- _BRIEF_
Repeat every one of the following entries word for word, with no changes of any kind.

** start of TASK MATERIAL **

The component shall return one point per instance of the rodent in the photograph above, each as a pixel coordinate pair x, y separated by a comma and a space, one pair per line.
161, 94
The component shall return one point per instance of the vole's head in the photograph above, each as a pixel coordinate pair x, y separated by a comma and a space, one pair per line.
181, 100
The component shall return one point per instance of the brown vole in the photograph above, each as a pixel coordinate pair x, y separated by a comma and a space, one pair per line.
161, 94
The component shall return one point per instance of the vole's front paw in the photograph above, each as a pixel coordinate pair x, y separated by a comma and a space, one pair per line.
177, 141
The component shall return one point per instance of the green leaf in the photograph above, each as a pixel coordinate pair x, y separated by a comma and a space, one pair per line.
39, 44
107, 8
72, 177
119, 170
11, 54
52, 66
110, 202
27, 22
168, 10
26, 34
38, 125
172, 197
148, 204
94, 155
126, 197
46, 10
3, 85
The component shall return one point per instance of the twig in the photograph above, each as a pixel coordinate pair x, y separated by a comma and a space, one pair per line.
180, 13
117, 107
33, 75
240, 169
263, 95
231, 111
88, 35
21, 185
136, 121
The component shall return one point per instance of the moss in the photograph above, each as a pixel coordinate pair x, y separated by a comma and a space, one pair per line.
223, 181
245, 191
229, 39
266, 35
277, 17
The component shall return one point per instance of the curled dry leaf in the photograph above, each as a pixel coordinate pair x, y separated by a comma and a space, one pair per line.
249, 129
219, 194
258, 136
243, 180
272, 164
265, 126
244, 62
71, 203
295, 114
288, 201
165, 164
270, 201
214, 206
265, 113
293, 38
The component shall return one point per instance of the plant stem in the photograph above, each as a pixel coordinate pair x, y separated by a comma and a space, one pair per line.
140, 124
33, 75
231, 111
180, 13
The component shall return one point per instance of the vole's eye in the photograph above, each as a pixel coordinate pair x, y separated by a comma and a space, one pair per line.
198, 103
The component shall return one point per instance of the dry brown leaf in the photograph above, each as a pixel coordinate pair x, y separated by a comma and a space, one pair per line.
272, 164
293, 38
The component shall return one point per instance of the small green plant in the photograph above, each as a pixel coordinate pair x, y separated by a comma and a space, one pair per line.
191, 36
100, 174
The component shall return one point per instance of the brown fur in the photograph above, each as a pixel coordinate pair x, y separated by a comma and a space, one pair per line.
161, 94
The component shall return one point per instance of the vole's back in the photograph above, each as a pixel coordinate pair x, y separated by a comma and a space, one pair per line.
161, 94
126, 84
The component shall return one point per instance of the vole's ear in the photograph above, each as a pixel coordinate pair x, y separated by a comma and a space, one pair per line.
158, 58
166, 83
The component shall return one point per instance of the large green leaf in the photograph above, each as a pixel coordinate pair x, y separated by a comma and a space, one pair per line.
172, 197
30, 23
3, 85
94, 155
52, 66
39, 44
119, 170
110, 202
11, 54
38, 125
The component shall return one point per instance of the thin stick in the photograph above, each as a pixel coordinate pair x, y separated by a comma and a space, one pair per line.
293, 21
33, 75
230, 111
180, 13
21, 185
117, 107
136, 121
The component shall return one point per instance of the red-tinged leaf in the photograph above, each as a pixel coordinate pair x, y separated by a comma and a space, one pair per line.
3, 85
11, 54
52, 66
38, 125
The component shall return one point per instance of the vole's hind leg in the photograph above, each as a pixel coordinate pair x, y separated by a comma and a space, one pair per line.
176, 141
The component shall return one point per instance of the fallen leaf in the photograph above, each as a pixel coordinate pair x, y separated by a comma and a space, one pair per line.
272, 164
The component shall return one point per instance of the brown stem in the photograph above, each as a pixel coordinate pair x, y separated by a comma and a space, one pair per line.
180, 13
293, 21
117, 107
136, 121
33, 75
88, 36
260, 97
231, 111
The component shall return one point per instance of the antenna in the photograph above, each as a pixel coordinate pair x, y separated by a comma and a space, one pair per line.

** end of TASK MATERIAL **

- _FINISHED EXERCISE_
The component shall return one point per instance of the rodent in the photograph above, each as a pixel coordinate pair x, y separated by a comma and a space, one pair per line.
161, 94
The component shall return one point per instance of the vole's head in the photograph above, each as a pixel coordinate pair x, y separated by a comma and a space, one pair per line.
181, 100
The component shall return one point per instance of the brown vole in the photograph above, each as a pixel coordinate pair x, y separated by a comma and a space, one pair per line.
161, 94
The component shall return one point per instance of the vole's front paw in the photograph above, each as a pixel coordinate pair x, y separated by a comma and a space, one pair per line.
177, 141
The component shall return one point per instance of the green leaf in the photograph above, each as a pixel coordinate pair x, y separated by a comma and a space, one pair per line.
39, 44
107, 8
72, 177
119, 170
11, 54
52, 66
110, 202
27, 22
168, 10
26, 34
38, 125
172, 197
148, 204
94, 155
126, 197
46, 10
3, 85
The component shall return one point per instance of the twig in the photograph above, each as a pixel coordinate pair x, y separated by a comma and a space, one pair per line.
180, 13
117, 107
33, 75
240, 169
263, 95
231, 111
88, 35
21, 185
136, 121
The component shall return one point per instance of the moss in the photograph above, each as a pixel coordinate pair x, y separated by a comma and a space, one pair per line.
223, 181
245, 191
229, 39
266, 35
277, 17
The component shall return one point per instance of the curled dry leaf in the photograph above, each as a pixel coordinate pair x, y separated by a comma and a space, one pair per line.
249, 129
219, 194
258, 136
243, 180
272, 164
265, 126
244, 62
71, 203
295, 114
288, 201
165, 164
270, 201
214, 206
265, 113
293, 38
The component shall return one point per instance of the plant stem in the photograph above, each as a pixel coordinate pair x, y separated by a comma and a space, one pair per line.
140, 124
33, 75
231, 111
180, 13
The component shall return one point per instance of the vole's eye in the photograph above, each as a pixel coordinate pair x, y separated by a comma and a space, one pair per line.
198, 103
The component shall return one point per instance of the dry brown leaf in the photograph above, each as a pixel coordinate pair x, y separated by a comma and a space, one pair per line.
272, 164
293, 38
The component shall return one point per instance of the small green plant in the photograph above, each as a pixel coordinate pair x, y separated by a comma and a space, one pair per line.
191, 36
100, 174
The component shall return one point per instance of the brown fur in the photograph above, each as a pixel coordinate pair x, y separated by a comma and a space, one pair per line.
161, 94
The component shall return one point per instance of the vole's back in the photograph above, each as a pixel coordinate pair x, y separated by a comma and a space, one pair per line.
161, 94
126, 84
The component shall return one point per instance of the vole's ear in the photograph above, each as a pixel coordinate pair x, y separated by a comma and a space, one pair per line.
158, 58
166, 83
The component shall return one point per instance of the large green leaf in the photograph above, each as a pixel coordinate pair x, y separated by a comma and a space, one pair per line.
172, 197
30, 23
3, 85
94, 155
52, 66
39, 44
119, 170
110, 202
11, 54
38, 125
The component shall return one point per instance of the thin stick in the photograph above, each as a pixel coordinate pair x, y separated by a comma and a space, one pair per line.
293, 21
33, 75
230, 111
180, 13
21, 185
117, 107
136, 121
The component shall return one point per instance of the red-tinged leaf in the photograph above, each as a pixel coordinate pair x, y separated by a comma and a space, one pair per line.
3, 85
11, 54
52, 66
38, 125
The component shall return one point per instance of the vole's hind leg in the photograph above, each as a pixel coordinate pair x, y separated by a comma and a space, one pair per line.
176, 141
The component shall return one point per instance of the fallen leaf in the photograph above, each as a pixel coordinate pair x, y separated by a comma and a space, one pair per line.
272, 164
The component shall return one point per instance of the brown stem in the photograph above, each as a pixel coordinate pair x, y separated by a comma and a space, one pair per line.
180, 13
293, 21
117, 107
136, 121
33, 75
88, 36
260, 97
231, 111
The component shall return one point per instance of the antenna in the photograph above, each as a pixel coordinate pair x, y separated by a comma and a space, one pair per line.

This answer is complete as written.